-- Opening Marker --

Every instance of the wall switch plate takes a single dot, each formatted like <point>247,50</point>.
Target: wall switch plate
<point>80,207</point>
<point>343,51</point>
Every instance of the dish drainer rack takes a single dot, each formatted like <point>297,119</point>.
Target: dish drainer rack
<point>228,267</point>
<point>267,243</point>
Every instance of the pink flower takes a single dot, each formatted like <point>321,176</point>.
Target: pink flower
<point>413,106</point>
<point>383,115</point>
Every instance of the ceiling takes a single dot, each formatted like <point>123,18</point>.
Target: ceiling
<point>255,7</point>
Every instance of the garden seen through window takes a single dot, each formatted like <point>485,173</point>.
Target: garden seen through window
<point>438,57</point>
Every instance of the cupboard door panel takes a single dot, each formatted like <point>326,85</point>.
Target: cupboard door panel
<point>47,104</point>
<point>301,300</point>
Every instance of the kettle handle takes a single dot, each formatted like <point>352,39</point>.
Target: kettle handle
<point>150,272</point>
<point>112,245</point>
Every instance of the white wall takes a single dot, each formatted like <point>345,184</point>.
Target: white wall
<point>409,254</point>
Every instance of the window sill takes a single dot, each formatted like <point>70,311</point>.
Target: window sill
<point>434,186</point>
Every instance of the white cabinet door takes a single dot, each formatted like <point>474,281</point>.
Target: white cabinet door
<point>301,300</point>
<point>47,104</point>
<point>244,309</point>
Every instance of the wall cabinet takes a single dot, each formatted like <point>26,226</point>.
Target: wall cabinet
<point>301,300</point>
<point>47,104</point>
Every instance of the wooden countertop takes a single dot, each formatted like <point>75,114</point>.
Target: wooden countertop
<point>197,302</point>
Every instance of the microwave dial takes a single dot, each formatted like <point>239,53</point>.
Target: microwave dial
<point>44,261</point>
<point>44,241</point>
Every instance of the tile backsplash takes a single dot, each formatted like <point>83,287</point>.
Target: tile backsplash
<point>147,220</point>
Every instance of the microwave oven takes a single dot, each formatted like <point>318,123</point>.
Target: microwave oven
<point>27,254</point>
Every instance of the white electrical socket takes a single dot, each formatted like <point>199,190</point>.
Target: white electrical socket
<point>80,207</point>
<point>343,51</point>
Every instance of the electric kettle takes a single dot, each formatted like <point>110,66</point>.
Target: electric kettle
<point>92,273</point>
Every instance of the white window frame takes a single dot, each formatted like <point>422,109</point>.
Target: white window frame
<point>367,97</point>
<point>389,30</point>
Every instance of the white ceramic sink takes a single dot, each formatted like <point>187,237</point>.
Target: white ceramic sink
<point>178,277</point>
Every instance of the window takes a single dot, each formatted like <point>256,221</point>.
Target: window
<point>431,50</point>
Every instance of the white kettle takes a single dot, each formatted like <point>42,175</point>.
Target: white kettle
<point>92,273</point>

-- Closing Marker --
-- Opening Marker --

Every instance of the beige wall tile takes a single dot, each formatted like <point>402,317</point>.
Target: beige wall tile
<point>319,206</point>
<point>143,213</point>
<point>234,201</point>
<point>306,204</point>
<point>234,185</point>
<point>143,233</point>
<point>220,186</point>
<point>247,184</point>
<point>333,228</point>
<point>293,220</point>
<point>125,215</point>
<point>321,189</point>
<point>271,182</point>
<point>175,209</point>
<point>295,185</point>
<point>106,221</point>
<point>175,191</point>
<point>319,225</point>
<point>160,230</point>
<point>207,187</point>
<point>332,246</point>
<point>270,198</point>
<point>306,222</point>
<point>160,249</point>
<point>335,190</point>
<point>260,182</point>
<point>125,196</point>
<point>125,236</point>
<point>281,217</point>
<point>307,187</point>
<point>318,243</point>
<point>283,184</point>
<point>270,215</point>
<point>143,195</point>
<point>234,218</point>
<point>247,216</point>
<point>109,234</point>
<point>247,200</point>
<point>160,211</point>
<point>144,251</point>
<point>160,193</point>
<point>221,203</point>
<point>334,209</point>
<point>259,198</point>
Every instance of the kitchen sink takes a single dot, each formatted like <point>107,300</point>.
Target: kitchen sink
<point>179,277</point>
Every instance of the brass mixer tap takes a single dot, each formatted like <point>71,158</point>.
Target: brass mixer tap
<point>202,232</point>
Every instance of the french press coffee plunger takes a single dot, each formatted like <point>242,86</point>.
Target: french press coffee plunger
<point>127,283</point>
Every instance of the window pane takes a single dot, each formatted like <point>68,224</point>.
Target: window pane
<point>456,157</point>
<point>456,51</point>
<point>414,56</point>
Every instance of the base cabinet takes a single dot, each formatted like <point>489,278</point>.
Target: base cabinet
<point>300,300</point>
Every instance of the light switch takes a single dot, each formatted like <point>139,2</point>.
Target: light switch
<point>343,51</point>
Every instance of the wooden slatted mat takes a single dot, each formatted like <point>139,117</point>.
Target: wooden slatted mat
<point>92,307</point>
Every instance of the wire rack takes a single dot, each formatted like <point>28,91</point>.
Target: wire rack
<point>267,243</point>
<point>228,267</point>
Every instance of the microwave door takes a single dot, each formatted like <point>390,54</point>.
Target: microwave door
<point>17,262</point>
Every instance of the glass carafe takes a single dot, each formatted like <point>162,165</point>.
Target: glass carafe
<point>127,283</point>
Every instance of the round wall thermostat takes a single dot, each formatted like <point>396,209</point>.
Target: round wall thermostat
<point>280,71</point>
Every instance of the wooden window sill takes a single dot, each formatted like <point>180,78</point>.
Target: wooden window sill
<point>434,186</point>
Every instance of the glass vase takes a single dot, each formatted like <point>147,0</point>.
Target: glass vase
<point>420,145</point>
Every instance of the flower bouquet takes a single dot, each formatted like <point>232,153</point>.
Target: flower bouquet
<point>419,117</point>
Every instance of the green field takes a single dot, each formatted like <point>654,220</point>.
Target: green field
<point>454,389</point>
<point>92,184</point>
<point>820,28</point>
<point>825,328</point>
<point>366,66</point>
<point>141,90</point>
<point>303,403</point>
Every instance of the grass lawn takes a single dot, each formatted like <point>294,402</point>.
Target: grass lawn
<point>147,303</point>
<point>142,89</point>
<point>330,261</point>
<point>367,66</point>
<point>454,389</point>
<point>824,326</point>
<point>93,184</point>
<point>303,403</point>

-- Closing Marker --
-- Opening Marker --

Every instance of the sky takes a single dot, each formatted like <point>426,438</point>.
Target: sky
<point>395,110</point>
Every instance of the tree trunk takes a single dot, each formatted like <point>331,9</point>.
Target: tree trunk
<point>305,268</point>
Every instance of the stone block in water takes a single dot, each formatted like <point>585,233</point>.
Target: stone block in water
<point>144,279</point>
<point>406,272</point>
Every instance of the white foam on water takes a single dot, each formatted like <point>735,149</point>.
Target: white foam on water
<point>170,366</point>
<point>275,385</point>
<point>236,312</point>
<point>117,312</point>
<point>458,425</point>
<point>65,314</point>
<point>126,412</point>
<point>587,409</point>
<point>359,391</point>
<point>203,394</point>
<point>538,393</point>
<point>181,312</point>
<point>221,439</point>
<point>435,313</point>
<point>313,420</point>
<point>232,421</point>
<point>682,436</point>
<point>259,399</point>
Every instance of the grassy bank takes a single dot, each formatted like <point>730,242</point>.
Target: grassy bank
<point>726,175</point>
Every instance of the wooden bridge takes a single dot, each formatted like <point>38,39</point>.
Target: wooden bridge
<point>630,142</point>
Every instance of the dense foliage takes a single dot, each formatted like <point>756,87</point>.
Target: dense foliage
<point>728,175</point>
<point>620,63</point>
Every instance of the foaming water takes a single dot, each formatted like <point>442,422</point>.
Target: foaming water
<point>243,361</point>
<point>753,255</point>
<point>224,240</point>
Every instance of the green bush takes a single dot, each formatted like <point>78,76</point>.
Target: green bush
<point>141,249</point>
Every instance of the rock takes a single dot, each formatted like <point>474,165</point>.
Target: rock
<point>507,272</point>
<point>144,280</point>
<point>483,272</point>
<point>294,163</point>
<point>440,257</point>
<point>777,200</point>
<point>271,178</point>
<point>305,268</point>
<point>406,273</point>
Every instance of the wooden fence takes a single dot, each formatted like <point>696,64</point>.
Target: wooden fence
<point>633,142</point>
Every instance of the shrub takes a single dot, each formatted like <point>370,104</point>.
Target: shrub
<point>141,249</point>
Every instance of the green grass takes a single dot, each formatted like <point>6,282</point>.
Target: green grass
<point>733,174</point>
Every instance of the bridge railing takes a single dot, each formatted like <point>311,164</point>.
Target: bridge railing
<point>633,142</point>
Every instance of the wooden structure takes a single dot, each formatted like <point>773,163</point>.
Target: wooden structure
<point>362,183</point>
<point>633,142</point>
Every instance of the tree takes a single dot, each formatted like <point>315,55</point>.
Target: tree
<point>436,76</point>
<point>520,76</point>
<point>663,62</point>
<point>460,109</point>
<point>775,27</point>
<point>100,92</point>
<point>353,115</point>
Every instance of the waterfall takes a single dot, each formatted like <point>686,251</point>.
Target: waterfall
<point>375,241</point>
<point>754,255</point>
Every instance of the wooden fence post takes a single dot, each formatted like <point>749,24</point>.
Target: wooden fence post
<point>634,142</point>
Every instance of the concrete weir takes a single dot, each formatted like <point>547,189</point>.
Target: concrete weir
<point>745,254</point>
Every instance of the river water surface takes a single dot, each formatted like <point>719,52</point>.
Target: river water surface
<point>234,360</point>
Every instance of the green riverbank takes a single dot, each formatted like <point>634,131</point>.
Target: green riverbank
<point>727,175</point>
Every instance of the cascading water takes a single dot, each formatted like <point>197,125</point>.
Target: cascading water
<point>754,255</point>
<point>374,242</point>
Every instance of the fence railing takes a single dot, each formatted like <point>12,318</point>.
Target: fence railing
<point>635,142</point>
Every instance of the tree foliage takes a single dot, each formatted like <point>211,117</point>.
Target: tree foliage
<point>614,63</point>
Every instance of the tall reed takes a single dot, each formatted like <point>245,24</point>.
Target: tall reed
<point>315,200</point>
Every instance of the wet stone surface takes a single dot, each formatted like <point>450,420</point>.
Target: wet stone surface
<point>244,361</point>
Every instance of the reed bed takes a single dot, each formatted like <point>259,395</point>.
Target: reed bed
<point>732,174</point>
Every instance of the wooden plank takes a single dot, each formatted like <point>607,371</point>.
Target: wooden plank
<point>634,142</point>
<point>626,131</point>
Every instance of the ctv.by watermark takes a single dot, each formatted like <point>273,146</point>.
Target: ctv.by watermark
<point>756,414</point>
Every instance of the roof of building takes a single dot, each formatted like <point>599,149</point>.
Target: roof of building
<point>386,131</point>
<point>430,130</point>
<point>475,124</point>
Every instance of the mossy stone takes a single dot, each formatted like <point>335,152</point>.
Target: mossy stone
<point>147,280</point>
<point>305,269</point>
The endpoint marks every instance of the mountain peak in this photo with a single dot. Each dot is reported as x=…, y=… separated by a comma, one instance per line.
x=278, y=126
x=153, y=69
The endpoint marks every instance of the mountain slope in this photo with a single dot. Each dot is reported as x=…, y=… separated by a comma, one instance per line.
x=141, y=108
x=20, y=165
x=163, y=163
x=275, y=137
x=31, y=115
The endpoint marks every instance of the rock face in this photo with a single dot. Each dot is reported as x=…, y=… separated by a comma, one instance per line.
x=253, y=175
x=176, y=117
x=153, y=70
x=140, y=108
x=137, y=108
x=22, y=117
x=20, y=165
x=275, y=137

-- Closing Marker --

Output the lines of the records above exactly as they appear, from the line containing "Every instance of the window pane" through the line containing "Every instance of the base".

### EXPECTED ANSWER
Every instance of the window pane takes a single dot, each formatted like <point>68,224</point>.
Target: window pane
<point>456,157</point>
<point>456,51</point>
<point>414,56</point>
Every instance of the base cabinet takes a single dot, each formatted like <point>489,278</point>.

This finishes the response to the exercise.